_AUFGABENSTELLUNG_
Geben Sie nur die Zeilen ab der Zeile mit „Point to the concrete“ bis zum Ende der Datensätze wieder, samt Anweisungen, und multiplizieren Sie jede Koordinate in den Antworten mit 1,9. Runden Sie die Ergebnisse auf ganze Zahlen, Hälften aufwärts.

_EINGABEDATEN_
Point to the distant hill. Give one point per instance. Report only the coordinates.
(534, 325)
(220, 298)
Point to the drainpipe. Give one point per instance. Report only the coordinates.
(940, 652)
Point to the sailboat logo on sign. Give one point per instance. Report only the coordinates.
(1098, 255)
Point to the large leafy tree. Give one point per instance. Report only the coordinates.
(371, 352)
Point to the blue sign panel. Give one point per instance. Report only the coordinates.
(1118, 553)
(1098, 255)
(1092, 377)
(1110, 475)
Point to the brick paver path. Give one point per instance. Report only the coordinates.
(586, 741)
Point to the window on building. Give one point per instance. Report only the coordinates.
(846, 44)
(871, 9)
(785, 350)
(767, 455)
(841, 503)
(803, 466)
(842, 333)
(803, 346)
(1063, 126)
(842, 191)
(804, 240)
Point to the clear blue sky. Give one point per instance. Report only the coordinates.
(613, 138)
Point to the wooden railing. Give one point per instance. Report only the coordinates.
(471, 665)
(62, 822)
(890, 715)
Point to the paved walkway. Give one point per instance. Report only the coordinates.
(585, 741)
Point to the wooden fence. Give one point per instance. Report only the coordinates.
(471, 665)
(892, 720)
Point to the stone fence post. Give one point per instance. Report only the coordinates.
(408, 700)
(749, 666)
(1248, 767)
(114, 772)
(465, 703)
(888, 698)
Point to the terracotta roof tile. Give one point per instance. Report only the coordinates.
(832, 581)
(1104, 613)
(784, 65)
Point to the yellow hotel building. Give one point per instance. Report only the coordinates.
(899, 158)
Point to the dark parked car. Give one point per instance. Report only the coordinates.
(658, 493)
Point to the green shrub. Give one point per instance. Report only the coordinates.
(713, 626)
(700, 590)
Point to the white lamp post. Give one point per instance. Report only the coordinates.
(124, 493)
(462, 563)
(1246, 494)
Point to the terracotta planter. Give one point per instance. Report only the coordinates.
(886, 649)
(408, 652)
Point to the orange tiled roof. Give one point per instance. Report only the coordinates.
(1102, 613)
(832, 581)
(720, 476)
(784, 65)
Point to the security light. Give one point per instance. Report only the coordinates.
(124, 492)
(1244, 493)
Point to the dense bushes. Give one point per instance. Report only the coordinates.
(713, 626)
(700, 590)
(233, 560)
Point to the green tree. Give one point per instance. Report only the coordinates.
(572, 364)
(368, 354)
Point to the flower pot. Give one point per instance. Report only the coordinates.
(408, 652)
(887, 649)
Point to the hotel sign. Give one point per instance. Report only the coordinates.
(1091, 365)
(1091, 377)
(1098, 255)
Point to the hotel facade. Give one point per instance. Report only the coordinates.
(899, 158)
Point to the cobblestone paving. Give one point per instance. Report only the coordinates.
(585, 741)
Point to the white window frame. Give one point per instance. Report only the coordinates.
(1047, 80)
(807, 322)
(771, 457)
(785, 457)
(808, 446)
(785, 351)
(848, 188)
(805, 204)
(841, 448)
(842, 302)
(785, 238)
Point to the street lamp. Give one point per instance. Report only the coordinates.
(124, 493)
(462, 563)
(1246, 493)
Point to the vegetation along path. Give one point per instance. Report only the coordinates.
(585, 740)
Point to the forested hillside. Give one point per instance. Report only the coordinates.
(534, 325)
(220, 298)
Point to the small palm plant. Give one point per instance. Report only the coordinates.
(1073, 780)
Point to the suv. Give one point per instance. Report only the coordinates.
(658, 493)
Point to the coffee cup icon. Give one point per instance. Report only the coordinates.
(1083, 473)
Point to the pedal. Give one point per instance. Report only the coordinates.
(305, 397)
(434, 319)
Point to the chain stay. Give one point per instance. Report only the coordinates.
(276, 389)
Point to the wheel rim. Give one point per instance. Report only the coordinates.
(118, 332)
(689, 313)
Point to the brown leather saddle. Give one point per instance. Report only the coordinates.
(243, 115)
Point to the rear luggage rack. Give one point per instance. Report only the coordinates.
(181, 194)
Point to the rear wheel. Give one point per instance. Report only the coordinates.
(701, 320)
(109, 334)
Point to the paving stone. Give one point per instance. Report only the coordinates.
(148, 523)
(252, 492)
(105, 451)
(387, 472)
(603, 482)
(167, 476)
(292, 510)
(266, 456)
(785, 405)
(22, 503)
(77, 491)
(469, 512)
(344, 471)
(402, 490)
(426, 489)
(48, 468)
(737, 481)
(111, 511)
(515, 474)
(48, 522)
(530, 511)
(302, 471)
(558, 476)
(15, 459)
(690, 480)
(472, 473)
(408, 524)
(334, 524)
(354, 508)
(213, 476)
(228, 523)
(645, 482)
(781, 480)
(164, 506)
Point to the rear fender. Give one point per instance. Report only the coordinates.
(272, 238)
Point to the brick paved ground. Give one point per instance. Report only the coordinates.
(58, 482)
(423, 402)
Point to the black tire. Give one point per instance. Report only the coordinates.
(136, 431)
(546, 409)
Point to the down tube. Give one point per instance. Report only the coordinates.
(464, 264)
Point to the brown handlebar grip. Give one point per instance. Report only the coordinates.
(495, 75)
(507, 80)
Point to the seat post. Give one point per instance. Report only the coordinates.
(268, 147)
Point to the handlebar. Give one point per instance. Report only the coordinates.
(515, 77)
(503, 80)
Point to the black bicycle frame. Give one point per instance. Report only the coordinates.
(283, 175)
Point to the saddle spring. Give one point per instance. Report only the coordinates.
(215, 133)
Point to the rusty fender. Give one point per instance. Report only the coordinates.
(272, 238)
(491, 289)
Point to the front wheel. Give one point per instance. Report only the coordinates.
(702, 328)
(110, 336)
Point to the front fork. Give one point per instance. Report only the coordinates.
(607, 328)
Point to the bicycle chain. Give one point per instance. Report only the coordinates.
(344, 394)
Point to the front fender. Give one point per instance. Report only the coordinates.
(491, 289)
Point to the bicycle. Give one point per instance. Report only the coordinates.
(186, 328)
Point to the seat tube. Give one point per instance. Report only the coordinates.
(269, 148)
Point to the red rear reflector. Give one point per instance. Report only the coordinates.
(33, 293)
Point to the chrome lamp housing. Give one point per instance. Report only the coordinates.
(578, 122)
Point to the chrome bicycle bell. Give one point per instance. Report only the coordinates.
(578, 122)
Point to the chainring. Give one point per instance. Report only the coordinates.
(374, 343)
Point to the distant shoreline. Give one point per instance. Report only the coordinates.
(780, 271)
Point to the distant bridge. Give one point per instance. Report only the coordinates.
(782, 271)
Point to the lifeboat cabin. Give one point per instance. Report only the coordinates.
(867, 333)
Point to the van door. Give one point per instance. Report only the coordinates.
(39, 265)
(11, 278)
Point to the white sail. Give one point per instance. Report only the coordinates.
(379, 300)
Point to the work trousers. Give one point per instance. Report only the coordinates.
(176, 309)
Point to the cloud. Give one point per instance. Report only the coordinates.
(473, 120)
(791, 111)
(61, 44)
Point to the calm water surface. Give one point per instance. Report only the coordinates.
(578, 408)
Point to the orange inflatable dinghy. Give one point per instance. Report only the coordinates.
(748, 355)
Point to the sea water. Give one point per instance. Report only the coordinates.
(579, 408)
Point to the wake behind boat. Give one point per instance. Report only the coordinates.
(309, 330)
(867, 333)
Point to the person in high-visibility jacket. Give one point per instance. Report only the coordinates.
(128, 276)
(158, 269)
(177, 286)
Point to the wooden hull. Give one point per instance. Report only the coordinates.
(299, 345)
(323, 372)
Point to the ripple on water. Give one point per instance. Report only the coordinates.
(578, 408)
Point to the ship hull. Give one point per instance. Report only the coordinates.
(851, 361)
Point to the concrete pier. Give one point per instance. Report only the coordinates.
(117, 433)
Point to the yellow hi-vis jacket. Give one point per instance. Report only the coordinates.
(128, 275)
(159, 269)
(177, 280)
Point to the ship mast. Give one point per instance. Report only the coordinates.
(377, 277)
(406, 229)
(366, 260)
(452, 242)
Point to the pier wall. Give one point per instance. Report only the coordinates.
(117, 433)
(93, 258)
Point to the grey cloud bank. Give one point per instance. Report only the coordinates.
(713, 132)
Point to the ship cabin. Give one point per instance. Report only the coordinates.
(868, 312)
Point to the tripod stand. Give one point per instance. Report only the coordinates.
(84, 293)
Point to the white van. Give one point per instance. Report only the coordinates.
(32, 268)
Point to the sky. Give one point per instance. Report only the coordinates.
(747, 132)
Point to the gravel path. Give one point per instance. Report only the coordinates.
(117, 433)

_ERWARTETE ANTWORT_
Point to the concrete pier. Give one point per instance. Report only the coordinates.
(222, 823)
Point to the yellow hi-vis jacket. Give one point per instance. Report only the coordinates.
(243, 523)
(302, 511)
(336, 532)
Point to the ship mast. Give one point per instance. Report only the coordinates.
(716, 526)
(771, 435)
(695, 494)
(859, 460)
Point to the pier wall. Give one point per instance. Report only the coordinates.
(222, 823)
(177, 490)
Point to the grey cloud bank. Give one point per instance. Report only the coordinates.
(1355, 251)
Point to the ship cabin. Give one point per instance. Report only the coordinates.
(1649, 593)
Point to the tripod stand. Give one point per instance. Report only the coordinates.
(160, 557)
Point to the white van. Give one point per instance. Report only the coordinates.
(61, 509)
Point to the sky. Give one point per instance. Report only the coordinates.
(1419, 251)
Point to the gravel path. Give one point per instance. Report only the coordinates.
(222, 823)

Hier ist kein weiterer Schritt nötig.